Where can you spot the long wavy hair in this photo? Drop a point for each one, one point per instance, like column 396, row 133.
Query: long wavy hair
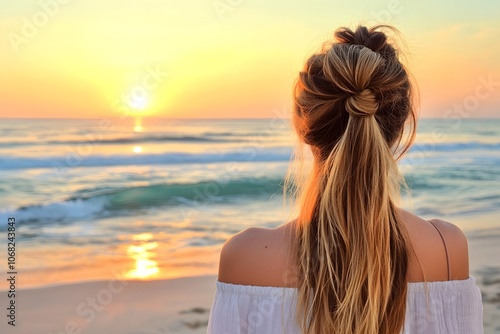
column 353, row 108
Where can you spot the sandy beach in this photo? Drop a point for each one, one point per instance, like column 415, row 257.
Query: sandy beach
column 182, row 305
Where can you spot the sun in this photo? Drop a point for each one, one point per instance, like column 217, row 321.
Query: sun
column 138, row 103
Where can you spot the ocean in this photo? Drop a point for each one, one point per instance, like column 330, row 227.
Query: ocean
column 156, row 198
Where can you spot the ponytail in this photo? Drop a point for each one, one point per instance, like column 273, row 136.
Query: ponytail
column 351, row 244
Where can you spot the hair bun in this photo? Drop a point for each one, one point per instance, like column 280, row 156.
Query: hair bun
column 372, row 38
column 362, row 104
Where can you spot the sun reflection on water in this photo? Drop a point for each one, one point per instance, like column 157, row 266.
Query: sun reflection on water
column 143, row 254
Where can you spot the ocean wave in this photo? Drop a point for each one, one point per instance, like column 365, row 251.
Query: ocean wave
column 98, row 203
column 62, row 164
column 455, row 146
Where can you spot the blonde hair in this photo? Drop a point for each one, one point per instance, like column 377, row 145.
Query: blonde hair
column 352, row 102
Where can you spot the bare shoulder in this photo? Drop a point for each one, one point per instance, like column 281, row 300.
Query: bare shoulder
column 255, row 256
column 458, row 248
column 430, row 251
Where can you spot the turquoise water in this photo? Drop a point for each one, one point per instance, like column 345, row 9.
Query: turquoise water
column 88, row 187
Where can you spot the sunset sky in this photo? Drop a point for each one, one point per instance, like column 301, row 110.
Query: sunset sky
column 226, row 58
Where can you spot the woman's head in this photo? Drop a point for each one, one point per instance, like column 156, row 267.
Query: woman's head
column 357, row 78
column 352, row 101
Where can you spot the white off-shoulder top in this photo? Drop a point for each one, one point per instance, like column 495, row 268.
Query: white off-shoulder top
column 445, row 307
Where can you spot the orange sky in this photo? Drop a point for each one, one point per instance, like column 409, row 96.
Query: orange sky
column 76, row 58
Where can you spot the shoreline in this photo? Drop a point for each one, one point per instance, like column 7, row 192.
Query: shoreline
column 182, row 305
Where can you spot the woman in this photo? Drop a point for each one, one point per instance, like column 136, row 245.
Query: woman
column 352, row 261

****************

*What the task requires*.
Convert every line of the listing above into a numbered list, skipping blank lines and leaving out the picture.

*Answer to this exercise*.
1. Where can you spot the long wavy hair in this photo? Drop a point for each one, one point per instance, like column 396, row 133.
2. Query: long wavy hair
3. column 353, row 108
4. Where can you spot the sandy beach in this photo? Drop a point for each one, one point per instance, like column 415, row 257.
5. Query: sandy beach
6. column 182, row 305
7. Where can you spot the sun in this photo? Drop a point for each one, one point per instance, like column 217, row 321.
8. Query: sun
9. column 138, row 103
10. Where can you spot the ocean in this photo? Drop a point for each one, one point per instance, like column 330, row 227.
11. Query: ocean
12. column 156, row 198
13. Where can you spot the ponytail in this photo? Drop a point for each one, one point per instance, like column 273, row 136.
14. Query: ponytail
15. column 351, row 244
16. Where can you spot the hair bun in this photo? Drop a point for each one, one point per instance, like column 280, row 156.
17. Query: hair bun
18. column 372, row 38
19. column 362, row 104
20. Where can you spot the sun reflection on water in this photo? Drop a point for each one, one point per instance, like column 157, row 266.
21. Query: sun reflection on water
22. column 143, row 254
23. Where can you spot the ocean wave in this photo? Drop a point for each one, one point per instance, like column 365, row 251.
24. Query: ocean wave
25. column 98, row 203
26. column 62, row 164
27. column 455, row 146
28. Where can you spot the blonde hair in this photo? Drop a point for each one, one point per instance, like column 377, row 145.
29. Query: blonde hair
30. column 352, row 102
31. Where can you spot the bare shoulder in this photo? Drop a point for each one, one point per instance, like column 281, row 300.
32. Query: bare shoulder
33. column 255, row 256
34. column 458, row 248
35. column 430, row 251
36. Where can you spot the turquoise water in this photo? Drop a point for each one, one point per instance, like column 345, row 9.
37. Query: turquoise water
38. column 88, row 187
39. Where can you spot the sunset sky in this photo? Drop a point for each one, one point per instance, like column 301, row 110.
40. Query: sunset sky
41. column 226, row 58
42. Where can you spot the woman's head in this photo? Drop a point for each one, one point per instance, like column 156, row 267.
43. Query: woman's head
44. column 357, row 78
45. column 352, row 101
46. Where can you spot the white off-shoulder top in this photo? Drop a point for each one, one point per instance, like column 495, row 268.
47. Query: white off-shoulder top
48. column 445, row 307
49. Where can you spot the orange sky in this photo? Drop a point for each one, one point per instance, like column 409, row 96.
50. Query: orange sky
51. column 76, row 58
52. Where can you spot the shoreline in this photo? Drop a point for each one, one point per instance, like column 7, row 192.
53. Query: shoreline
54. column 182, row 305
55. Where can you spot the woman in this photo? Drop a point for each one, one point per instance, like column 136, row 245.
56. Query: woman
57. column 352, row 261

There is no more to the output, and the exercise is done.